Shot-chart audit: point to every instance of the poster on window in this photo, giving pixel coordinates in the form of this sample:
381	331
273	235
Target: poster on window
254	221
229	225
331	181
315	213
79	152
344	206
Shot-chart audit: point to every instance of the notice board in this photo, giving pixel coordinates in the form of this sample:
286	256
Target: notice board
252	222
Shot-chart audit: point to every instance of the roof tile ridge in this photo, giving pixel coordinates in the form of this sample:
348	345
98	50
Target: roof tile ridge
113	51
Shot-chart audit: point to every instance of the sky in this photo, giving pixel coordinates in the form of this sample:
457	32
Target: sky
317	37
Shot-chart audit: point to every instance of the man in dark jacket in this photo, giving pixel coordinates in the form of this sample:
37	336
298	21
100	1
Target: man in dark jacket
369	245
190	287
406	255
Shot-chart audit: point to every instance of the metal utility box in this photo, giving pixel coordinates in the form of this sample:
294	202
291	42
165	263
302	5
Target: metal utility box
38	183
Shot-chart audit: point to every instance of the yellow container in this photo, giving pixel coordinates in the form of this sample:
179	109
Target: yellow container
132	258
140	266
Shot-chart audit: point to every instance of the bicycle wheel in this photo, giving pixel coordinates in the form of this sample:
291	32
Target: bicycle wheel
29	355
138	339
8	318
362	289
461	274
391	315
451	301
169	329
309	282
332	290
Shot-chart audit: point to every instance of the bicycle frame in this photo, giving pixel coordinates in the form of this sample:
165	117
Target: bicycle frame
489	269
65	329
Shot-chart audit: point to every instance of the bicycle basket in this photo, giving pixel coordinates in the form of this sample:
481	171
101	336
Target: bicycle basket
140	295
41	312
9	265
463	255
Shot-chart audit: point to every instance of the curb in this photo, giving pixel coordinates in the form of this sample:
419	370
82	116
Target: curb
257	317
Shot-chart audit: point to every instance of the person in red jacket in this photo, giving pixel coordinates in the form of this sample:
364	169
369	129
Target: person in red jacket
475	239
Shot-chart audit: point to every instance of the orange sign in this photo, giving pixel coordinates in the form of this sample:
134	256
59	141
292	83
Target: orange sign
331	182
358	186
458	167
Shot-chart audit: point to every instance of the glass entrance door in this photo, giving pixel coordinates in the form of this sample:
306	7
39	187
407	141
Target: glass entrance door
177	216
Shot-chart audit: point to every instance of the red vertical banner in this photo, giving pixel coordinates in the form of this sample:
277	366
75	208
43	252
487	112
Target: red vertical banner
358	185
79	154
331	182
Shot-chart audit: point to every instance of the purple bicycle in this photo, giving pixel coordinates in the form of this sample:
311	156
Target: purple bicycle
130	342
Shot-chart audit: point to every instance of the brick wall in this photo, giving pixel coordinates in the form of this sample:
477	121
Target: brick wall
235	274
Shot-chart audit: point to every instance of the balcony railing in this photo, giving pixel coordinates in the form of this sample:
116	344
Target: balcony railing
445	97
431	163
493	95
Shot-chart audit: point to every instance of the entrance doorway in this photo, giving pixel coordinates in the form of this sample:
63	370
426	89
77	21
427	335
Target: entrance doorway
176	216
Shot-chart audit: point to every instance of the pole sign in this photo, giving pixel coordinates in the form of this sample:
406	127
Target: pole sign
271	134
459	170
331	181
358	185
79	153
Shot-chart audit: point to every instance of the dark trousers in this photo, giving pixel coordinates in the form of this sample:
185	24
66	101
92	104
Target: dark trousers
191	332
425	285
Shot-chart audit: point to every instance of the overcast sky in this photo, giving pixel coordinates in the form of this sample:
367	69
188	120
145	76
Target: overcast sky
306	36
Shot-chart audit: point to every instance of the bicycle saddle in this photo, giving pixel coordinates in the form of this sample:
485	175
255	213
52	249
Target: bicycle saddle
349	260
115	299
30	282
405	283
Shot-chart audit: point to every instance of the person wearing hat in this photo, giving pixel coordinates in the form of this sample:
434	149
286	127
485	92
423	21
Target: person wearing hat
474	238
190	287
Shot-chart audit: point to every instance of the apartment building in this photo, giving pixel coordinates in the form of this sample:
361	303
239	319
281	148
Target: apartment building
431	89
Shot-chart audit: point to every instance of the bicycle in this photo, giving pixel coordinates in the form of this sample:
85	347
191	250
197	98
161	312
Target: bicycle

- YOUR TASK:
Repeat the whole listing exactly, with no omissions.

- ANSWER SECTION:
Shot-chart audit: point to every instance of the poster on window in this photo, giving pixel coordinates in the form of this sample:
381	331
273	235
Target: poster on window
254	221
229	225
331	181
315	213
79	152
344	206
Shot-chart audit: point to every instance of the notice board in this photo, giving pixel coordinates in the form of this sample:
286	256
Target: notice board
252	222
Shot-chart audit: point to every instance of the roof tile ridge in this photo, giving pixel coordinates in the form of this sample:
348	345
98	50
Target: roof tile ridge
113	51
Shot-chart audit: point to every instance of the sky in this photo, giving pixel coordinates in the form of this sample:
457	32
Target: sky
317	37
Shot-chart audit: point to every instance of the man in dark jacket in this photo, giving pixel coordinates in the form of this sample:
37	336
298	21
100	1
Target: man in dark jacket
369	245
190	287
406	255
Shot-chart audit: point to every instance of the metal utility box in this photo, giving pixel coordinates in the form of this sample:
294	202
291	42
165	263
302	5
Target: metal utility box
38	183
Shot-chart audit: point to every instance of the yellow container in this photo, giving pixel coordinates in the form of this sample:
179	109
Target: yellow container
132	258
140	266
Shot-chart audit: point to every instance of the bicycle wheel in this photo, giving pixel coordinates in the form of this sample:
291	32
Target: bicycle wheel
29	355
138	339
8	318
362	289
461	274
391	315
451	301
169	329
309	282
332	290
Shot-chart audit: point to every instance of the bicycle frame in this photo, giving pixel coordinates in the form of this sample:
165	117
Target: bicycle frame
489	269
65	329
Shot-chart audit: point to every instance of the bicycle basket in this photo, giving pixel coordinates in the form of this sample:
481	171
101	336
Target: bicycle basket
140	295
41	312
9	265
463	255
Shot-chart audit: point to every instance of the curb in this photo, giving pixel coordinates in the form of this sample:
419	370
82	116
Target: curb
257	317
Shot-chart audit: point to every instance of the person in red jacket in this photo, giving pixel coordinates in the form of this sample:
364	169
369	129
Target: person in red jacket
475	239
Shot-chart audit: point to every instance of the orange sign in this photo, giving pixel coordinates in the form of this sample:
134	256
59	141
292	83
Target: orange sign
331	182
358	186
458	167
Shot-chart audit: point to every instance of the glass entrance door in this photo, giving pixel coordinates in the form of this sample:
306	7
39	187
407	141
Target: glass entrance door
177	216
Shot-chart audit: point to every instance of the red vertical banner in this photo, giving pixel coordinates in the form of this sample:
277	366
75	208
43	252
487	112
Target: red vertical banner
358	185
79	154
331	182
Shot-chart audit: point to every instance of the purple bicycle in this photo, giving pixel coordinates in the form of this sample:
311	156
Target: purple bicycle
130	342
Shot-chart audit: point to every instance of the brick wall in this photo, giving pixel coordinates in the form of this sample:
477	121
Target: brick wall
235	274
Shot-chart audit: point to every instance of the balcony railing in this photo, giving pixel coordinates in the form of this sample:
116	344
Target: balcony railing
445	97
431	163
493	95
Shot-chart audit: point to every instance of the entrance doorway in this photo, giving pixel coordinates in the form of this sample:
63	370
426	89
77	21
427	335
Target: entrance doorway
176	216
Shot-chart audit: point to every instance of the pole sign in this photo, giving pixel coordinates in the form of this sample:
406	127
Target: pole sign
271	134
459	170
331	181
358	185
79	153
Shot-chart audit: point to every instance of the dark trousers in this photo, giving pixel coordinates in the form of this sample:
185	24
66	101
92	104
Target: dark trousers
191	332
425	285
Shot-chart audit: point to every instance of the overcast sky in this photo, giving pixel coordinates in the form of this sample:
367	69
188	120
145	76
Target: overcast sky
306	36
Shot-chart audit: point to every instance of the bicycle saddle in this photo, giving pixel coordinates in the form of this sample:
485	175
255	213
52	249
Target: bicycle saddle
349	260
115	299
30	282
405	283
Shot-chart audit: point to every instance of the person wearing hat in this photo, giving pixel coordinates in the form of this sample:
434	149
286	127
485	92
423	21
Target: person wearing hat
474	238
190	287
Shot-chart audit: point to every instance of the apartment building in this photo, giving pixel coordinates in the form of this sample:
361	303
239	319
281	148
Target: apartment building
431	89
Shot-chart audit: point to every instance of the bicycle in this photo, giving pixel coordinates in the form of this sample:
85	347
191	250
197	98
161	312
Target: bicycle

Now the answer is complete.